— start SOURCE EXTRACT —

Adventures in Alcohol
No one was more surprised than I was to discover I had a taste for Scotch whiskey. The child of an alcoholic, I grew up with a fear of alcohol and a dislike of being in situations where people were likely to be drunk.
I, myself, have only been drunk once: the night before I was graduated from Whitman College. Too many Singapore Slings followed by some nasty Madeira was an effective inoculation against alcohol of any kind. Thirty five years later I still don’t care all that much for gin.
Wine offered a safer field in which to wander. I learned how it’s made, how to savor it and talk about it; how to escape a wine snob etc. I had one moment at L’Ecole No. 41 in Lowden, Washington on the way to Walla Walla when I tasted their Apogee: an entire Christmas season passed through my mouth: the carols, the food, the lights, the warmth, the angels.
For one sip I understood what all the fuss was about. And immediately after I understood the meaning of “Sic transit gloria mundi” as well. It never happened again. Not in the second sip that day nor two years later when I was again on my way to Walla Walla.
I learned a lot about wine. I just never learned to like it. And wine, indisputably, doesn’t like me. I don’t get a warm glow or a nice buzz. I get stupid and slightly nauseated. It would be more efficient just to give me Rohypnal.
When Joan, my friend with the theological chops, the one with whom I have long conversations about spirituality, offered me some Lagavulin Scotch, it seemed a long way from throwing up in a toilet in College House on the Whitman campus. I took a sip. What a revelation! The Comforter had come. I didn’t brush my teeth that night because I wanted to fall sleep with that smoky, peaty finish in my mouth.

— end SOURCE EXTRACT —

■ TASK PROMPT ■
Reproduce the stretch of the essay on alcohol from "I, myself, have" through "much for gin." word for word.

— start INFORMATION SUPPLIED —

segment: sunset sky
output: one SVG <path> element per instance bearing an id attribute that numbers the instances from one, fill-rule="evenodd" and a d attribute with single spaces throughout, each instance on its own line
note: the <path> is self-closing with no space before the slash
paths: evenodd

— end INFORMATION SUPPLIED —

■ FINAL RESULT ■
I, myself, have only been drunk once: the night before I was graduated from Whitman College. Too many Singapore Slings followed by some nasty Madeira was an effective inoculation against alcohol of any kind. Thirty five years later I still don’t care all that much for gin.